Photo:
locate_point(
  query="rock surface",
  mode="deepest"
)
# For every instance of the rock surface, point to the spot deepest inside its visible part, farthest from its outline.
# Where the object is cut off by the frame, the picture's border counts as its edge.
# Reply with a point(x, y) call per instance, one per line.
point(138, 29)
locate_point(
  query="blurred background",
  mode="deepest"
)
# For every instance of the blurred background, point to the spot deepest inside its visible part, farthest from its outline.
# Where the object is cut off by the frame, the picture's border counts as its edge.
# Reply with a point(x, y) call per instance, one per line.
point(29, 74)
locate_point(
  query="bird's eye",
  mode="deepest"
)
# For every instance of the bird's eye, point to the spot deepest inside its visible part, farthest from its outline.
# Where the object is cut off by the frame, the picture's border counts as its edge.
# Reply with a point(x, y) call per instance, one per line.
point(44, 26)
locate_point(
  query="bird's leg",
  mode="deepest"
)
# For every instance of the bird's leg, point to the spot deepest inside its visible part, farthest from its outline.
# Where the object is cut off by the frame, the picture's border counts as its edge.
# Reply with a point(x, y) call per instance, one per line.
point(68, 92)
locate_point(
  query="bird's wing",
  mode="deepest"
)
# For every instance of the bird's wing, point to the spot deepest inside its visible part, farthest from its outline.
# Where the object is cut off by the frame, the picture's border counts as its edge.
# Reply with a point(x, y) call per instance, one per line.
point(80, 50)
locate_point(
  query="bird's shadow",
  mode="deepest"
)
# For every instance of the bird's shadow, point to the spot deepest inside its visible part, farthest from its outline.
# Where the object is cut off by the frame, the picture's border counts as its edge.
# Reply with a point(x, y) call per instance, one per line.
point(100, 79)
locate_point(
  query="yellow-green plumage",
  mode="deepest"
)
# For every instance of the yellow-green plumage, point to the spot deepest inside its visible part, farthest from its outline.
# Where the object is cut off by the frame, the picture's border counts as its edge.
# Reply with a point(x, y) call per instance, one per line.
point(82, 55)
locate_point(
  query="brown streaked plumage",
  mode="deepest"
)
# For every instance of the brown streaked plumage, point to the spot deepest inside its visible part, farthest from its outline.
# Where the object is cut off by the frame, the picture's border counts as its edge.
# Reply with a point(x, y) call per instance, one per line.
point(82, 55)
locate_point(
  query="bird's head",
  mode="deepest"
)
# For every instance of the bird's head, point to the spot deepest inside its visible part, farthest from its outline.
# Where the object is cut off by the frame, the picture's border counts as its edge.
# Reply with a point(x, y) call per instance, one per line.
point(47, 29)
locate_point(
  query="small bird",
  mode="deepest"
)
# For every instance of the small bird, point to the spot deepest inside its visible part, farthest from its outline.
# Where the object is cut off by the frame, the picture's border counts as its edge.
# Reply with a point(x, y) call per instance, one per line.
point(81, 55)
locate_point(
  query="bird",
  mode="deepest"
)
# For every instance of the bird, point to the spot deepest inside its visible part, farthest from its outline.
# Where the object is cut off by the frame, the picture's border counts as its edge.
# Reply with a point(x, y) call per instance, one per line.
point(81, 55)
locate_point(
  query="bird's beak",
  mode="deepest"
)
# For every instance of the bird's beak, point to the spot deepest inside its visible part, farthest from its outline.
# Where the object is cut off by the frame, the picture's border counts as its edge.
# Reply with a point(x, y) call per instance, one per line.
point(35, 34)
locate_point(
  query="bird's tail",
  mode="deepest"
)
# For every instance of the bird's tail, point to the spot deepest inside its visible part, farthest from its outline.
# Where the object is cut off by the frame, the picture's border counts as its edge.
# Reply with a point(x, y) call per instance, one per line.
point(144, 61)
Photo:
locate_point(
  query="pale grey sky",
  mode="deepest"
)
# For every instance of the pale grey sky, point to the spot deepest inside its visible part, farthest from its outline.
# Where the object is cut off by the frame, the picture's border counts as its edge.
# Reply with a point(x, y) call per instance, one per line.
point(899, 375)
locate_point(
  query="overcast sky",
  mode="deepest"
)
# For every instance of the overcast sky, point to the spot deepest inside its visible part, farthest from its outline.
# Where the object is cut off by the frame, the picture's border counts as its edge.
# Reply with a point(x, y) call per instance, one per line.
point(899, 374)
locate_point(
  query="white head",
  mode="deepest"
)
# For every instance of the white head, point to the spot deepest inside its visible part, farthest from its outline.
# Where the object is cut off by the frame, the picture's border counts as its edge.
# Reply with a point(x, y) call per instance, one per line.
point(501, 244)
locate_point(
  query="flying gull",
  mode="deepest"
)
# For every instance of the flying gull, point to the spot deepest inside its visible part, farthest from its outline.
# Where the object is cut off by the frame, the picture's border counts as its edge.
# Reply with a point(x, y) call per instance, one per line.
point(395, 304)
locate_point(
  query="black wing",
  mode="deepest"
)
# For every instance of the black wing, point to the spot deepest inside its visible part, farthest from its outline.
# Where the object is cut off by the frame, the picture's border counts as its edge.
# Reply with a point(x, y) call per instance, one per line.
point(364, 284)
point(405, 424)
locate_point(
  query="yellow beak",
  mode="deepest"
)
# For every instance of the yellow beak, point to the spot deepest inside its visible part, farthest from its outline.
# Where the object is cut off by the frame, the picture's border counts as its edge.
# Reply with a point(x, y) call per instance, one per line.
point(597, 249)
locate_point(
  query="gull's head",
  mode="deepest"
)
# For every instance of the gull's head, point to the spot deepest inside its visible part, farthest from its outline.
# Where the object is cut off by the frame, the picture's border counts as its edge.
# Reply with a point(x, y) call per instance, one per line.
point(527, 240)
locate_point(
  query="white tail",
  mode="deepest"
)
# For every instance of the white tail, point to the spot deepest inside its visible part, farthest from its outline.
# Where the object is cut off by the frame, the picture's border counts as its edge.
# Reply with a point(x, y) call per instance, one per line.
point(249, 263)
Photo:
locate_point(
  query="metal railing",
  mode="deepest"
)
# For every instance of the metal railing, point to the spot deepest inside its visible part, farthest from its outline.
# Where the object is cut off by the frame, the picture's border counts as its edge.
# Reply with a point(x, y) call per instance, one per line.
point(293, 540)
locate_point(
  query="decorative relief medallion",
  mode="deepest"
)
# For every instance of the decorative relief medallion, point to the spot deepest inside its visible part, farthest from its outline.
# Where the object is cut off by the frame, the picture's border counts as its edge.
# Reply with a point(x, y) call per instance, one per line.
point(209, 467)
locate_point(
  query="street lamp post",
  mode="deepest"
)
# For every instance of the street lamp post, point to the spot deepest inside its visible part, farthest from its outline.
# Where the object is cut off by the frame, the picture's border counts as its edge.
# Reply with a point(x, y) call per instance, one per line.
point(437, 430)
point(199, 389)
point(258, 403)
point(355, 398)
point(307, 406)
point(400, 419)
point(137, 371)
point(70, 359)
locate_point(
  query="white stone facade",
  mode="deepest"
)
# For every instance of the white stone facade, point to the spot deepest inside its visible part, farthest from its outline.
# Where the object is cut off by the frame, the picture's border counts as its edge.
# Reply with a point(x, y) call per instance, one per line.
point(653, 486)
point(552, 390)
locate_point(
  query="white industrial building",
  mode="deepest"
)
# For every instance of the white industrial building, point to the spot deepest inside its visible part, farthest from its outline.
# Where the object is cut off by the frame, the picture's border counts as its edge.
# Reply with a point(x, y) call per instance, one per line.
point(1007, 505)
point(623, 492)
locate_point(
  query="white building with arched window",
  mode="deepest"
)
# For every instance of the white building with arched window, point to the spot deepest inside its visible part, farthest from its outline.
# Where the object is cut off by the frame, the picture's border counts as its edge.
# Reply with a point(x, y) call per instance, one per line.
§
> Problem to work on
List every line above that contains the word "arched".

> Worked answer
  query="white building with arched window",
# For every instance of the white building with arched window, point to the spot deepest inside its visible part, farthest from its outline.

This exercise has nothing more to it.